**DIRECTIONS:**
Count the lines of the listing below that contain the string "jacket", treating uppercase and lowercase as different. Reply with the number only.

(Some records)
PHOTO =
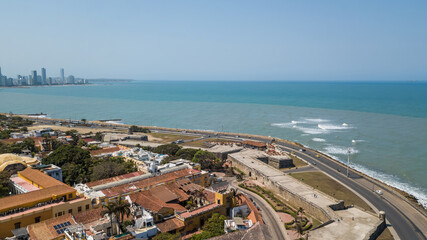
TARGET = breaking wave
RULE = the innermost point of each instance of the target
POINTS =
(319, 140)
(338, 150)
(343, 126)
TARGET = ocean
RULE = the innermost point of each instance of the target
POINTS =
(383, 124)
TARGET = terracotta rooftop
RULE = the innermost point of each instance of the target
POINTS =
(254, 143)
(104, 151)
(152, 203)
(182, 196)
(15, 201)
(88, 216)
(170, 225)
(255, 216)
(24, 184)
(141, 184)
(199, 210)
(39, 178)
(257, 231)
(163, 193)
(45, 230)
(113, 179)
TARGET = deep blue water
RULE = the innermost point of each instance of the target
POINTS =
(385, 124)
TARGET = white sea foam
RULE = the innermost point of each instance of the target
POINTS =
(310, 130)
(333, 127)
(394, 181)
(115, 122)
(332, 149)
(319, 140)
(316, 120)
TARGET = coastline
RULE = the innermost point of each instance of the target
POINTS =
(409, 198)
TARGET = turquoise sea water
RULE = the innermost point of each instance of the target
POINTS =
(384, 124)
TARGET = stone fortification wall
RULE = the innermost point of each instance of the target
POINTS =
(293, 199)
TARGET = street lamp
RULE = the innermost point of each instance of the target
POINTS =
(348, 158)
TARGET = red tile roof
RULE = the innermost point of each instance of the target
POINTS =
(152, 203)
(254, 143)
(88, 216)
(39, 178)
(170, 225)
(199, 210)
(45, 231)
(113, 179)
(104, 151)
(153, 181)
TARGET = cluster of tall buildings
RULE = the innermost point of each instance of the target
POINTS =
(34, 79)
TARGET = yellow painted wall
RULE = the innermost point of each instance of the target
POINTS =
(74, 205)
(194, 223)
(8, 223)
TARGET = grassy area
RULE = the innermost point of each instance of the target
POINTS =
(201, 143)
(331, 187)
(385, 235)
(168, 137)
(278, 204)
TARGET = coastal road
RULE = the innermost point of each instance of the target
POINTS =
(402, 220)
(407, 220)
(269, 216)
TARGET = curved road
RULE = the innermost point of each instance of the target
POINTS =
(407, 221)
(269, 216)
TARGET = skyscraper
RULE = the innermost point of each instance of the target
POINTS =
(62, 75)
(44, 76)
(33, 78)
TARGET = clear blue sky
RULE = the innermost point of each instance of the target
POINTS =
(217, 40)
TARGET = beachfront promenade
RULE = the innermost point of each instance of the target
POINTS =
(407, 221)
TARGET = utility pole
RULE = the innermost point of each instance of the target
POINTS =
(348, 159)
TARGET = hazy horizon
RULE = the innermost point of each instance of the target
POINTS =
(217, 41)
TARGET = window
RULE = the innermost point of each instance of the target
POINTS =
(17, 225)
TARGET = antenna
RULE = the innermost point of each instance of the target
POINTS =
(348, 158)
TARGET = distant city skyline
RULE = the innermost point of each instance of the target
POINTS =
(34, 79)
(217, 40)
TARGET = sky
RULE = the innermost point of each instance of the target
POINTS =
(217, 40)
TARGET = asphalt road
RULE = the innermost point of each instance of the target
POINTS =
(268, 215)
(401, 222)
(404, 227)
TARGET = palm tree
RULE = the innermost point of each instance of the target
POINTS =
(122, 208)
(110, 210)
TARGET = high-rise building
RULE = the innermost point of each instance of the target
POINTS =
(70, 79)
(44, 82)
(62, 75)
(33, 80)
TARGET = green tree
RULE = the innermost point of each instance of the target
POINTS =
(167, 236)
(4, 183)
(186, 153)
(5, 134)
(99, 136)
(67, 154)
(81, 143)
(214, 227)
(170, 149)
(110, 210)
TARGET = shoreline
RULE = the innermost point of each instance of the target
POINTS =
(408, 197)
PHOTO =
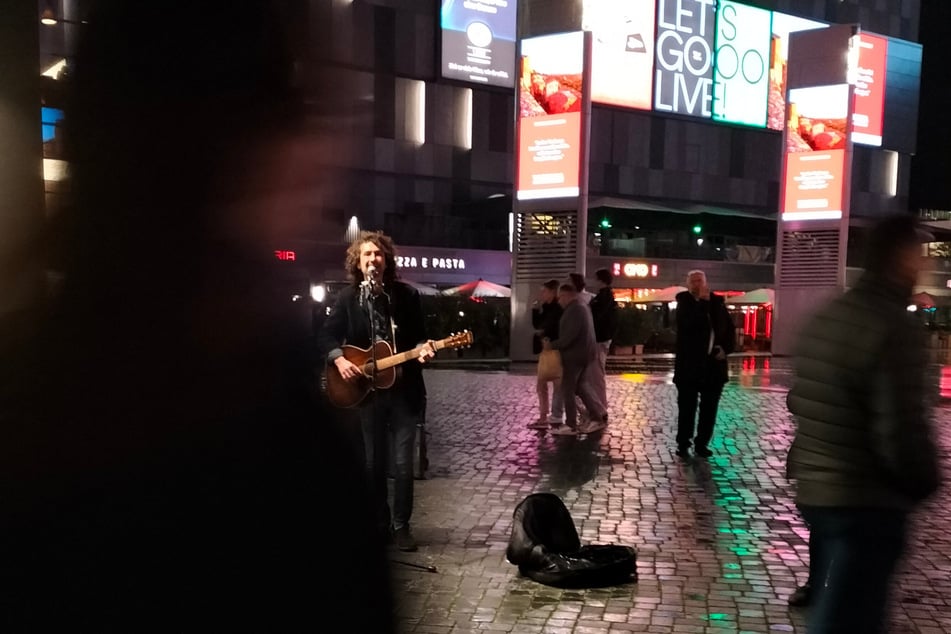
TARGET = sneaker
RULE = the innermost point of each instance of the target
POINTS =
(800, 596)
(404, 540)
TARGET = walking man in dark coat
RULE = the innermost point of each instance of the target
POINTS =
(704, 338)
(864, 456)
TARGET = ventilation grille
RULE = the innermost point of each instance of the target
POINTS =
(545, 245)
(809, 258)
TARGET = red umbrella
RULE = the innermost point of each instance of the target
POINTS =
(479, 288)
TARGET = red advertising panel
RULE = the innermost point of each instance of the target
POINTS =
(814, 162)
(622, 51)
(549, 123)
(869, 80)
(814, 182)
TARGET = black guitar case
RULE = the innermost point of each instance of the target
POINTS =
(544, 544)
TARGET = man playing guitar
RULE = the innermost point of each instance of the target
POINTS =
(382, 315)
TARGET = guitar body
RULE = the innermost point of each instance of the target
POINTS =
(343, 393)
(378, 365)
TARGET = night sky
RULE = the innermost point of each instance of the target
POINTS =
(931, 166)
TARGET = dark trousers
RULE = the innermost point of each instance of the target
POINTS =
(389, 431)
(687, 395)
(856, 551)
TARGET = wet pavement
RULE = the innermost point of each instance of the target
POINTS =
(719, 542)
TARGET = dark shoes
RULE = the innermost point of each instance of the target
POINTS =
(404, 540)
(801, 596)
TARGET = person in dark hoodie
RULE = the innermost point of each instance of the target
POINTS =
(863, 456)
(546, 314)
(704, 338)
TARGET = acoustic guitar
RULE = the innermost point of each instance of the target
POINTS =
(378, 375)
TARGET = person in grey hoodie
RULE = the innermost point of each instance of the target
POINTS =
(579, 355)
(863, 457)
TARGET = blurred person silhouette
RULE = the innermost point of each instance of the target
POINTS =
(546, 313)
(578, 354)
(863, 456)
(377, 307)
(166, 465)
(704, 339)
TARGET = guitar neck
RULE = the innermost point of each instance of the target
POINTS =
(402, 357)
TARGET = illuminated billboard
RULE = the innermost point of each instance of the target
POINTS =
(869, 78)
(741, 73)
(622, 51)
(816, 143)
(478, 41)
(683, 75)
(551, 94)
(783, 25)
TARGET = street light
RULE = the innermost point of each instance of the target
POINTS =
(48, 18)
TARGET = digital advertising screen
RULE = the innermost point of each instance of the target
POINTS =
(869, 95)
(622, 51)
(816, 143)
(783, 25)
(741, 73)
(683, 62)
(551, 94)
(479, 41)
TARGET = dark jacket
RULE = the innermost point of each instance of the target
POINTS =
(604, 312)
(694, 320)
(545, 317)
(576, 336)
(348, 323)
(860, 401)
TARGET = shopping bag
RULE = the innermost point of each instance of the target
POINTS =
(549, 365)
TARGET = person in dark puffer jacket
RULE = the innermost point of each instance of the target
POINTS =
(863, 456)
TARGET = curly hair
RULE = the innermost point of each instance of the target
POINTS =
(382, 242)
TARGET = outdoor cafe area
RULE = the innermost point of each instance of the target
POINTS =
(651, 313)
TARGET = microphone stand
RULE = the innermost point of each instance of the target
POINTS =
(368, 302)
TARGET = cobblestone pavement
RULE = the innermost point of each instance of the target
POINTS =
(719, 543)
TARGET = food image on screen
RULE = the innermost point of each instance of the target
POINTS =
(541, 94)
(817, 118)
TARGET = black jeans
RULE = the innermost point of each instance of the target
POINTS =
(687, 394)
(856, 551)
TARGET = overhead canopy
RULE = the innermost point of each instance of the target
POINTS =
(674, 207)
(424, 289)
(479, 288)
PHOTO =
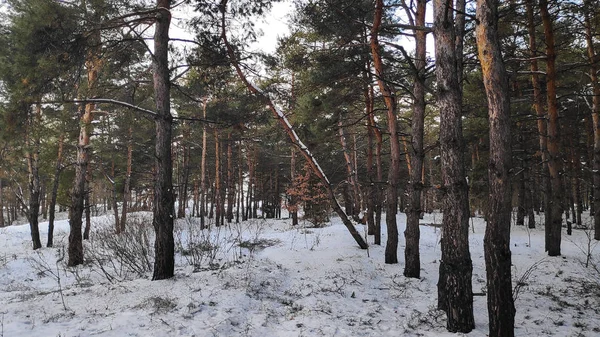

**SOLUTION FOR THIS PROBLEM:**
2